◆ **EXTRAIT DU DOCUMENT**:
···

Aussi je le lis pour l'instant comme une suite de scénettes charmantes mais pas encore incluses dans l'architecture du roman.
Le déclin de la vieille lectrice qui perd le sens des mots est bien triste...
Je retrouve notre lecteur dans un parc somptueux où il ne se passe rien. Lit-il ?
oui, c'est le parc du livre
Ce qui me déçoit, Soleil vert, c'est que ce roman ne parle pas d'écriture. C'est un défilé de personnages qui passent et s'effacent. Ils auraient en commun de lire le même livre et d'être dans le livre mais rien ne vient explorer l'acte de lire
Je trouve que le roman s'étire sans qu'aucune de ces rencontres ne m'interpelle sauf la délicieuse vieille dame des premiers chapitres .
Beaucoup de descriptions comme un décor de théâtre de marionnettes en attente d'une action.
La construction tient de l'empilage et le titre français convient bien...
Je ne sais si je vais aller au bout. Je ne trouve pas les chroniques enthousiastes du livre en rapport avec ce que je lis.
Page 114 soit un bon tiers du roman lu.
Le chapitre 30 (111/118) offre une analyse de la presse, des magazines, des lecteurs de ces journaux, de la foule, très intéressante. Même si le roman est en attente de l'ouverture d'une autre... boîte. Il se termine par une phrase inachevée : "Avant que tout, brusquement, ne fût arrêté par"
Ce correcteur devrait prendre un crayon, une gomme et réajuster la construction du livre.
Le chapitre 32 que le lecteur n'a pas vu venir explore magnifiquement ce pouvoir de dépaysement qu'offre la lecture. Cet Anastase Branitza est fascinant. J'adore ses voyages rêvés, ses rencontres, l'envahissement de son appartement par les livres et les journaux anciens. Sa malle ne contenait-elle pas que des livres... Je reviens au livre par ces deux chapitres cités. Je l'avais quitté après l'effacement de la vieille dame.
Nous sommes peu à peu dans les pensées du correcteur même s'il est très discret.
De page en page, Nathalie
Bouville et Anastase Branitza me rappellent les noms de plume conjoints d'un frère et d'une sœur, célèbres au dix-neuvième siècle et au début du vingtième : Jeanne-Marie Petitjean de La Rosière et Frédéric Petitjean de La Rosière, auteurs de romans d'amour populaire signés Delly !
Quelle mélasse sentimentale....
Houville
Bon, je saute ... jusqu'à la page 155. Nous y voilà !
"Un secrétaire e bois de rosé et de citronnier (...)
un vrai labyrinthe de compartiments secrets. Mais, si l'on ouvre chacun des soixante-neuf petits tiroirs dans l'ordre voulu, le double fond du soixante-dixième donne aussitôt un espace sans fin."

···

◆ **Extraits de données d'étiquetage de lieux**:
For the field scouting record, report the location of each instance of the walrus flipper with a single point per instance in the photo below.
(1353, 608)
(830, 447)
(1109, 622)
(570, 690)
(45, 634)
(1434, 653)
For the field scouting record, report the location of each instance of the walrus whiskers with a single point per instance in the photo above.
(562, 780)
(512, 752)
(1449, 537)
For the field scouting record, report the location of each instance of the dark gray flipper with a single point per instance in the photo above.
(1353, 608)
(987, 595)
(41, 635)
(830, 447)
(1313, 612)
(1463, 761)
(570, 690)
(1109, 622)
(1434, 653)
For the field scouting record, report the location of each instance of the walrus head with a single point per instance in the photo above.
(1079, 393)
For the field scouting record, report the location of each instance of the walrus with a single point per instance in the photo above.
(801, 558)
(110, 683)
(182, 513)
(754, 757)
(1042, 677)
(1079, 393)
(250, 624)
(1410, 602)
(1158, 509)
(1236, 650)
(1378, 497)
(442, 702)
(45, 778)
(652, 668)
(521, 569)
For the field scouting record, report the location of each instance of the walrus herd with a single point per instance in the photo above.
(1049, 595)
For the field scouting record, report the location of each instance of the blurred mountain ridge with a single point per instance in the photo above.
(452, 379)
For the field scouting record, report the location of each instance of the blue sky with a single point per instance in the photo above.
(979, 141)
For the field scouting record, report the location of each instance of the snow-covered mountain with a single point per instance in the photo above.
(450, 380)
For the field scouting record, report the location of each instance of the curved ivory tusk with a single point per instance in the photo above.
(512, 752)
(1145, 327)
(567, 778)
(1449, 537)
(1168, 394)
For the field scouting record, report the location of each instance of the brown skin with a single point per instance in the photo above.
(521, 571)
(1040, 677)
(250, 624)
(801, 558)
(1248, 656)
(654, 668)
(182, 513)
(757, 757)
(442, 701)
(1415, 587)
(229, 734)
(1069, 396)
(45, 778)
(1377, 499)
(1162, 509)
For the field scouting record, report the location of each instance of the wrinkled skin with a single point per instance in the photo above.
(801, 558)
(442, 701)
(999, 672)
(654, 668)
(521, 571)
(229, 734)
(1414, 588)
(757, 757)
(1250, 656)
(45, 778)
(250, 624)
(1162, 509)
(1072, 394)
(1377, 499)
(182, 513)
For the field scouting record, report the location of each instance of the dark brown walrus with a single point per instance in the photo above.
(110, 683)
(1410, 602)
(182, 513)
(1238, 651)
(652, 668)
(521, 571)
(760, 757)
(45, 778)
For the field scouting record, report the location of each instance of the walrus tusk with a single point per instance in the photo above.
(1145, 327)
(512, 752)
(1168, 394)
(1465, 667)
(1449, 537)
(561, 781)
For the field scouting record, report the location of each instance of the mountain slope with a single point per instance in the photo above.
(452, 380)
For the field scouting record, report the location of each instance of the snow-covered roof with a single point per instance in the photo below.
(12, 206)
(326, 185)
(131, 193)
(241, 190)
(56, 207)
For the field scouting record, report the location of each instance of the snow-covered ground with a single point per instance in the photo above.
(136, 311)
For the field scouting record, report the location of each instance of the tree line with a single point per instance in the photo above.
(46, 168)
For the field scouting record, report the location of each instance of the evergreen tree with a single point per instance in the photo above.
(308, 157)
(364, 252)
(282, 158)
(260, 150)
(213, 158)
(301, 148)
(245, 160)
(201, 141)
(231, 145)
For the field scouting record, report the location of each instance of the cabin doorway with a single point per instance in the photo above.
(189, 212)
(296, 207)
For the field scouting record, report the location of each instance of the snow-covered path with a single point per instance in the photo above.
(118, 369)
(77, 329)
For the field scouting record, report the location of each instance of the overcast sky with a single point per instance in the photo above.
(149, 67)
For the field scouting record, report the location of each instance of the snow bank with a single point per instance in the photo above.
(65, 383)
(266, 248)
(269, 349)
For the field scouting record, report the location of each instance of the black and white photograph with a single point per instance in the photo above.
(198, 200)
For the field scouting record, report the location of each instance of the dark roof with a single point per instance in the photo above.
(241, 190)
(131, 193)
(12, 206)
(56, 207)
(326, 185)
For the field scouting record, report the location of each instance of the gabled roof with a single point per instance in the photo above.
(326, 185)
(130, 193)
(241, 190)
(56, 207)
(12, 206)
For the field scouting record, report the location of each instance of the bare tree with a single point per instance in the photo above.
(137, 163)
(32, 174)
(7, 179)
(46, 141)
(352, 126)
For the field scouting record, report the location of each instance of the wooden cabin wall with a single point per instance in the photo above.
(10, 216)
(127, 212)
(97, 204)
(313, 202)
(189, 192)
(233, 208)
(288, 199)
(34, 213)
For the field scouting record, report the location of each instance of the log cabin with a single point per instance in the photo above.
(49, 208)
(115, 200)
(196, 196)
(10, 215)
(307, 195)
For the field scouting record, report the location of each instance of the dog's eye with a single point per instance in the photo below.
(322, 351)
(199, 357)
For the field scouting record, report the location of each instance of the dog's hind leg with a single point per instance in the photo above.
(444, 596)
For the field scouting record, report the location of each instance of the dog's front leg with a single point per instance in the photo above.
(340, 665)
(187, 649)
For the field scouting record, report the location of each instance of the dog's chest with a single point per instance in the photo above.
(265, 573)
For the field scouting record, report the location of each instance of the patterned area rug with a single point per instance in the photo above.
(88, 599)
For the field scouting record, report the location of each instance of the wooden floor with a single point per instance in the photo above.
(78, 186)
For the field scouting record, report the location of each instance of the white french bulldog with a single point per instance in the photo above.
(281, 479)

···

◆ **EXERCICES**:
• 1. Les affirmations suivantes sont-elles conformes à l'extrait ? Répondez par oui ou par non, en citant les mots décisifs de l'extrait.
(a) La page 114 correspond à un bon tiers du roman.
(b) Le secrétaire décrit compte quatre-vingts petits tiroirs.
(c) Le chapitre 32 explore le pouvoir de dépaysement de la lecture.
• 2. Répondez à ces questions d'après l'extrait.
(a) Sous quel nom étaient signés les romans d'amour populaire mentionnés ?
(b) Jusqu'à quelle page l'un des commentaires annonce-t-il sauter ?
(c) De quoi le chapitre 30 offre-t-il une analyse ?
• 3. Relevez dans l'extrait le passage qui va de "Je retrouve notre" à "français convient bien...", sans rien y changer.

◆ **CORRIGÉS CI-DESSOUS**:
• 1.
(a) Oui : « Page 114 soit un bon tiers du roman lu. »
(b) Non : « si l'on ouvre chacun des soixante-neuf petits tiroirs dans l'ordre voulu »
(c) Oui : « Le chapitre 32 que le lecteur n'a pas vu venir explore magnifiquement ce pouvoir de dépaysement qu'offre la lecture. »

• 2.
(a) Delly.
(b) Jusqu'à la page 155.
(c) De la presse, des magazines, des lecteurs de ces journaux et de la foule.

• 3.
Je retrouve notre lecteur dans un parc somptueux où il ne se passe rien. Lit-il ?
oui, c'est le parc du livre
Ce qui me déçoit, Soleil vert, c'est que ce roman ne parle pas d'écriture. C'est un défilé de personnages qui passent et s'effacent. Ils auraient en commun de lire le même livre et d'être dans le livre mais rien ne vient explorer l'acte de lire
Je trouve que le roman s'étire sans qu'aucune de ces rencontres ne m'interpelle sauf la délicieuse vieille dame des premiers chapitres .
Beaucoup de descriptions comme un décor de théâtre de marionnettes en attente d'une action.
La construction tient de l'empilage et le titre français convient bien...